■ TASK DIRECTIONS ■
Rewrite the passage on Bengali text emotion classification from "This section provides" up to and including "in this section.", replacing "python 3.6.9" with "python 3.8.10".

■ GIVEN TEXT ■
Since hyperparameter combination directly impacts the model’s outcome, models are trained with different combinations. Optimal hyperparameter combination is selected based on models performance on the validation set by trial and error approach. A detailed summary of the hyperparameter values employed in DL models is illustrated in Table 3. All the models used ‘adam’ optimizer with a learning rate of 0.001. Moreover, models are trained for 20 epochs with 32 instances per batch. Based on the performance of the validation set, the best model is stored using the callback. A similar architecture is utilized on both datasets.

Experiments

This section provides a detailed performance analysis of different ML, DL, and ensemble-based models to categorize Bengali textual emotion on different datasets.

Experimental Details

For experimenting, we used the google colaboratory platform with the python 3.6.9 package. For the task of data preprocessing, pandas 1.1.4 and numpy 1.18.5 are used. All the models in ML are implemented with scikit-learn 0.22.2, while Keras 2.4.0 and TensorFlow 2.3.0 are utilized for training DL models. This work utilizes a weighted \(f_1\)-score to determine the superiority of the models. However, precision and recall are also reported to compare the performances. Moreover, a detailed error analysis of the proposed weighted ensemble method is also presented in this section.

Table 4 Performance comparison of various ML and DL methods on the test set for different feature extraction (FE) techniques on EBEmoD
Table 5 Performance comparison of various ML and DL models on the test set for different feature extraction (FE) techniques on BYCD

Results

Table 4 exhibits the performance comparison between developed models for EBEmoD. Among ML models, LR with BoW features achieved the highest \(f_1\)-score of 56.48%. MNB and SVM with BoW features also attained good outcomes of 55.75% and 55.81%, respectively. In contrast, with TF-IDF features SVM gained maximal \(f_1\)-score of 57.85% amid all ML models. In the case of DL models, BiLSTM with FastText embedding outstripped others by achieving \(f_1\)-score of 62.22%. The obtained result is about 4% higher than the best ML model outcomes (SVM with TF-IDF). Initially, 16 different models (10 ML, 6 DL) are investigated in terms of precision, recall, and \(f_1\)-score. Out of 16, three best-performing methods (i.e., CNN, BiLSTM, GRU) are selected for the ensemble. Average and weighted ensemble techniques are applied to all possible combinations of these three base models. Results indicate that the weighted ensemble method with CNN and BiLSTM (i.e., C + B) obtained the highest \(f_1\)-score of 62.46% for FastText embedding, outperforming all other models.

■ DATASET EXCERPTS ■
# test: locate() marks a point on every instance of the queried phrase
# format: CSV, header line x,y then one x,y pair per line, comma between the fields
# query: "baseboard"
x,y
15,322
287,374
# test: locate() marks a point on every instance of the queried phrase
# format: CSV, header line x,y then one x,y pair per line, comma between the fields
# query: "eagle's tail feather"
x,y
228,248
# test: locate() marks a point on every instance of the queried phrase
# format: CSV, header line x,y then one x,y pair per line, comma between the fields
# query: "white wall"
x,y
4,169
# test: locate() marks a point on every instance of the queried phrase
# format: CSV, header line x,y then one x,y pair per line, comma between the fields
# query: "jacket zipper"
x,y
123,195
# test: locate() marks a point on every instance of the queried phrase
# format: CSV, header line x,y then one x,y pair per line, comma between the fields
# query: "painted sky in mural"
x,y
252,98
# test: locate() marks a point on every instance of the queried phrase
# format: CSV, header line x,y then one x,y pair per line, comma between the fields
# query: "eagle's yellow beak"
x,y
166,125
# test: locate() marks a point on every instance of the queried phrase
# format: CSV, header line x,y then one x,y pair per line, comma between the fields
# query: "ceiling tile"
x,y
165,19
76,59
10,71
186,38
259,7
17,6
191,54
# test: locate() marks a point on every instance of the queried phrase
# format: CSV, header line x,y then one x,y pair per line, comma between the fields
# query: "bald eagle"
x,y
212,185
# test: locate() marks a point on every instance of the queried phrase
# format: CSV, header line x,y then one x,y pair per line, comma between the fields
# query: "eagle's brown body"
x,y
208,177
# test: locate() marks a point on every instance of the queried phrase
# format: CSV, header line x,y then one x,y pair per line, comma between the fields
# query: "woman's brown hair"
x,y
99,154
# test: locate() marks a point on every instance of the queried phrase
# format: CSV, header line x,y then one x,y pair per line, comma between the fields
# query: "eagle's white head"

■ RESPONSE BELOW ■
This section provides a detailed performance analysis of different ML, DL, and ensemble-based models to categorize Bengali textual emotion on different datasets.

Experimental Details

For experimenting, we used the google colaboratory platform with the python 3.8.10 package. For the task of data preprocessing, pandas 1.1.4 and numpy 1.18.5 are used. All the models in ML are implemented with scikit-learn 0.22.2, while Keras 2.4.0 and TensorFlow 2.3.0 are utilized for training DL models. This work utilizes a weighted \(f_1\)-score to determine the superiority of the models. However, precision and recall are also reported to compare the performances. Moreover, a detailed error analysis of the proposed weighted ensemble method is also presented in this section.